■ GIVEN DATA:
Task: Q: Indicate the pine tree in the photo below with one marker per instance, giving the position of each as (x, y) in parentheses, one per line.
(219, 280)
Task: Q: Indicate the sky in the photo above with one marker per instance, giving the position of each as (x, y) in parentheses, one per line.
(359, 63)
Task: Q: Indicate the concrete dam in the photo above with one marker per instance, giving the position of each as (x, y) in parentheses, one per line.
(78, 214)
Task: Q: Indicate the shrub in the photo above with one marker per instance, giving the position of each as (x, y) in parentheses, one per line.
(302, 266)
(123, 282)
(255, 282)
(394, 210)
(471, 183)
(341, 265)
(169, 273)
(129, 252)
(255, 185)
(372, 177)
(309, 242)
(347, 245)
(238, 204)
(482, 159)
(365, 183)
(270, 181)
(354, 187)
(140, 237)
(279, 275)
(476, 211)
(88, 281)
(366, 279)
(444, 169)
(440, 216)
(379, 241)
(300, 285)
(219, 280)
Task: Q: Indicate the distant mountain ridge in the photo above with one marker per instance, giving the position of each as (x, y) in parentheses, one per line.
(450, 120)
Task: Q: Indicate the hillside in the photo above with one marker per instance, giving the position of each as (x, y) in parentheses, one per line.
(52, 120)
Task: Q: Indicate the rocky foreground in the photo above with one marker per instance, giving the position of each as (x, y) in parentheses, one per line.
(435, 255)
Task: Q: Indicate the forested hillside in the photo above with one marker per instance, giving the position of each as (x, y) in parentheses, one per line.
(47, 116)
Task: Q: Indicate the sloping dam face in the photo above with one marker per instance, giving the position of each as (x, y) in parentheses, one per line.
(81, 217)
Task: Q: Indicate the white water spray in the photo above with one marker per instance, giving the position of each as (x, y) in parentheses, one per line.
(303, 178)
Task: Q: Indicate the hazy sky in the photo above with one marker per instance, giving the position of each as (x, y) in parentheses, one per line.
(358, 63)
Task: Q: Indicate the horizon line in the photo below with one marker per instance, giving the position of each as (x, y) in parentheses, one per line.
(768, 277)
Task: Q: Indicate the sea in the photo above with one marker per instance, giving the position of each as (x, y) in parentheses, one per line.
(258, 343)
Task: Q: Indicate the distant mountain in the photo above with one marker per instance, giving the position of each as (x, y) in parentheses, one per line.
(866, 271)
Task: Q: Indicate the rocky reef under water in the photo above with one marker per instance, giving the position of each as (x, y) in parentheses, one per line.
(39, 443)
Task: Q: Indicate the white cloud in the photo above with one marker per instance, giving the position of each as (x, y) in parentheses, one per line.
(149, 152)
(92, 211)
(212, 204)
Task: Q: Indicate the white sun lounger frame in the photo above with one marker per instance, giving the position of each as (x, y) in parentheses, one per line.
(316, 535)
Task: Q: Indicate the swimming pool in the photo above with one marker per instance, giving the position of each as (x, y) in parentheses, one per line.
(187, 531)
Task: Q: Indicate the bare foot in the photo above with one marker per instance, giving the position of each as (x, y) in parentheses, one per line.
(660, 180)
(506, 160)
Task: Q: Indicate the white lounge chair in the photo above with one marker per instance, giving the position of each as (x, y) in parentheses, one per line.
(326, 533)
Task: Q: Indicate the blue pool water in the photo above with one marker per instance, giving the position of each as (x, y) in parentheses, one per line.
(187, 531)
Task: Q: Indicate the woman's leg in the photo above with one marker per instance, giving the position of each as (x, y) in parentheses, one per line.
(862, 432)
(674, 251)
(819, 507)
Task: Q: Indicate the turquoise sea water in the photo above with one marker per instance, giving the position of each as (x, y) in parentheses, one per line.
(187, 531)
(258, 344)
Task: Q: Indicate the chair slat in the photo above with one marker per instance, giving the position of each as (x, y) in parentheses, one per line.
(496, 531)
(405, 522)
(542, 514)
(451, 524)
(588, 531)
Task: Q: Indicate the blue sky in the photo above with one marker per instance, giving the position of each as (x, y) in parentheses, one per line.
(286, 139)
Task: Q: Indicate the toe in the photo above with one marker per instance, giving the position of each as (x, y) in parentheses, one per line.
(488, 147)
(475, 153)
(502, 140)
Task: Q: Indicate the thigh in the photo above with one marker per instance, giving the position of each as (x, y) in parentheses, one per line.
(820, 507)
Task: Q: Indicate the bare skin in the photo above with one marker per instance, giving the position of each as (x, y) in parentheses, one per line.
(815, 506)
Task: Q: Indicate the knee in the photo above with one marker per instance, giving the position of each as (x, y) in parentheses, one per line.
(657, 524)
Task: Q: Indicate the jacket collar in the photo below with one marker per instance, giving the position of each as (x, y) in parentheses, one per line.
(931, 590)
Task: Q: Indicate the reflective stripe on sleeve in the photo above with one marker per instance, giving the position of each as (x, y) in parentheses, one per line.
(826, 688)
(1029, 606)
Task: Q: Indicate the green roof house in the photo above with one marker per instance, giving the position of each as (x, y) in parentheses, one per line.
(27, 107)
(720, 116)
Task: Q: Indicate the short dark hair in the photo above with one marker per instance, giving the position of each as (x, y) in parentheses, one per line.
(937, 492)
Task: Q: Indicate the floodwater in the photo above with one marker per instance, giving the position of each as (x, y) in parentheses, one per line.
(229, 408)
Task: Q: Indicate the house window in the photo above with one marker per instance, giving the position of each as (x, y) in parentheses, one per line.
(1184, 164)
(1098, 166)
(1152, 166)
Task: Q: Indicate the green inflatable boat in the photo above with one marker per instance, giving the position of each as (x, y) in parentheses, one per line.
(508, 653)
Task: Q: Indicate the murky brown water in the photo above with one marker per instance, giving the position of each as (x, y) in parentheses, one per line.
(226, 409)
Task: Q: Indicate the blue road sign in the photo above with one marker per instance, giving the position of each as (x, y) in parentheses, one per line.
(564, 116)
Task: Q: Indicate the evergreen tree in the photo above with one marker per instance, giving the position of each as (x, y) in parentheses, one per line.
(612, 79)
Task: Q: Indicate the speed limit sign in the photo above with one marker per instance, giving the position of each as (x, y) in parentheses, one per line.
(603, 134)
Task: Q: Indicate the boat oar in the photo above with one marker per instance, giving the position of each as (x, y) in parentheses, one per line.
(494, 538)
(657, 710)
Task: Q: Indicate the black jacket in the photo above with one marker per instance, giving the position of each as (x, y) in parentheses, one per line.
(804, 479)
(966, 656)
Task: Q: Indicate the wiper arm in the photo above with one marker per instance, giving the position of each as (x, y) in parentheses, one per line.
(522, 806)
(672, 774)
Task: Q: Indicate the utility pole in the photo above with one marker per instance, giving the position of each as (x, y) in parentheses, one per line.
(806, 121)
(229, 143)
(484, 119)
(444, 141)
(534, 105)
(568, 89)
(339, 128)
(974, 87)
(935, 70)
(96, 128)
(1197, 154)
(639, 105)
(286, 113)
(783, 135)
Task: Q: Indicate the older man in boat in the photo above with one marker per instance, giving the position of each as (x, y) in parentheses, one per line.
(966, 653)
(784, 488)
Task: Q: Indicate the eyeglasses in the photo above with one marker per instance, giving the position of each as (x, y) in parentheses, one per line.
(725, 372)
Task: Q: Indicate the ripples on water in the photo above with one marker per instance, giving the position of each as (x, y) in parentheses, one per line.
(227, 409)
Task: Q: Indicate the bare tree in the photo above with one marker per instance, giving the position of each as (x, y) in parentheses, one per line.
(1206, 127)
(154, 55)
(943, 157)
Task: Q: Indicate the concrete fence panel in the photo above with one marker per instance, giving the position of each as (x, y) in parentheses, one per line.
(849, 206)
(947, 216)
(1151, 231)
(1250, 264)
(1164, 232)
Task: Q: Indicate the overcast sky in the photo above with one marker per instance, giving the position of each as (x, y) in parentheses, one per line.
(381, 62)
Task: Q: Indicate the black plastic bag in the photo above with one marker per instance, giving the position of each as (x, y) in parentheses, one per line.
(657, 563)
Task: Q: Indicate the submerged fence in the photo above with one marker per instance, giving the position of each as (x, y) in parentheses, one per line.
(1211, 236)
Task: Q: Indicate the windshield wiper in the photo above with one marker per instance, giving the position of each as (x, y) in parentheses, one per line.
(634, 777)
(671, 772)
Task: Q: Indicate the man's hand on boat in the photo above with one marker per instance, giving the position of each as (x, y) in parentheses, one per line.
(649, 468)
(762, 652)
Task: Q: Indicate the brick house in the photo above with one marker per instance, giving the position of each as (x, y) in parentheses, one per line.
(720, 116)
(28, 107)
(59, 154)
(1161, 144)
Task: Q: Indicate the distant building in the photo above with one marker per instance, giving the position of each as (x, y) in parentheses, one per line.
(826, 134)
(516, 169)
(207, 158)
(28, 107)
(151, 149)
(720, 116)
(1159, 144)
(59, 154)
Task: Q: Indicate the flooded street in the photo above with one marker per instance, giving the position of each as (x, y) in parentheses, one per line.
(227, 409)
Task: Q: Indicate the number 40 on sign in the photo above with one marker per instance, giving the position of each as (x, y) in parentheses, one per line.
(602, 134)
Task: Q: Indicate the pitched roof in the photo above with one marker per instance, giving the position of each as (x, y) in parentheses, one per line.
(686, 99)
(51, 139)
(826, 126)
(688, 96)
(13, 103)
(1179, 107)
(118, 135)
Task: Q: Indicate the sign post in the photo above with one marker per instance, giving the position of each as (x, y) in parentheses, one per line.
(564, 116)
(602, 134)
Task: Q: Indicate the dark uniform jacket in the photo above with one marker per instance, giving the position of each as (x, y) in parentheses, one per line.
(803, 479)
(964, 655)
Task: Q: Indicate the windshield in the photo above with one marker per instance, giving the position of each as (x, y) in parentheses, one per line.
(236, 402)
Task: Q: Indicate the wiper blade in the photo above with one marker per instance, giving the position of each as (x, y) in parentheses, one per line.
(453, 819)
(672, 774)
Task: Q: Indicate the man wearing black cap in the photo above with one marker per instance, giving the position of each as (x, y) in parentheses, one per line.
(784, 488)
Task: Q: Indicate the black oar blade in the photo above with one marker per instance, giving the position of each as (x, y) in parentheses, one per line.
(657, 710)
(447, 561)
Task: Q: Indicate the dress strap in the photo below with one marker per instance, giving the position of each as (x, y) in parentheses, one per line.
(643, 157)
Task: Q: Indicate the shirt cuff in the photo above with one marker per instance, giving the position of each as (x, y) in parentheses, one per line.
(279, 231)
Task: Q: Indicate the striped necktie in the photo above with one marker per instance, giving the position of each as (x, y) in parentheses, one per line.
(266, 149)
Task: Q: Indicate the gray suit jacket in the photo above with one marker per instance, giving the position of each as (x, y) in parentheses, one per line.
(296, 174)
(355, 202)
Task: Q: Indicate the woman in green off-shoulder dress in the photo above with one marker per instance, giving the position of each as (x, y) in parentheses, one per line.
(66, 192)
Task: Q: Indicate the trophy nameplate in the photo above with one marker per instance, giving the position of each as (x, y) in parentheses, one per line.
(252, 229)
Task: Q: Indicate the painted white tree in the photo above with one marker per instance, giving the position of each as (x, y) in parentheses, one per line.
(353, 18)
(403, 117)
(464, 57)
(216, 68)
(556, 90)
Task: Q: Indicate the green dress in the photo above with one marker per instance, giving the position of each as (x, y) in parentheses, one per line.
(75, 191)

■ TASK DESCRIPTION:
The required output is the span of lines from the one containing "Task: Q: Indicate the black oar" to the last line, reproduced character for character.

■ ANSWER TO THIS TASK:
Task: Q: Indicate the black oar blade in the photo above with one marker per instance, giving the position of each as (x, y) in parentheses, one per line.
(657, 710)
(447, 561)
Task: Q: Indicate the dress strap in the photo below with one marker per instance, giving the position of each as (x, y) in parentheses, one per line.
(643, 157)
Task: Q: Indicate the shirt cuff in the photo above with one marker per instance, giving the position of each as (x, y) in parentheses, one per line.
(279, 231)
Task: Q: Indicate the striped necktie in the photo above with one marker per instance, giving the position of each as (x, y) in parentheses, one per line.
(266, 149)
Task: Q: Indicate the gray suit jacket in the photo above with one marker per instance, giving the position of each as (x, y) in parentheses, one per line.
(296, 174)
(355, 202)
Task: Q: Indicate the woman in green off-shoulder dress in the photo above with one marker per instance, giving the position of each as (x, y) in parentheses, one per line.
(66, 192)
Task: Q: Indicate the trophy nameplate in the photo above with one marker per instance, giving the position of each as (x, y) in parentheses, one per line.
(252, 229)
Task: Q: Indicate the painted white tree in the photo above with one marker per instance, giving the position of each as (x, y) in parentheses, one per line.
(353, 18)
(403, 117)
(464, 57)
(216, 68)
(556, 90)
Task: Q: Indicate the green dress in the photo above with one marker per instance, giving the position of each as (x, y) in parentheses, one per line.
(75, 191)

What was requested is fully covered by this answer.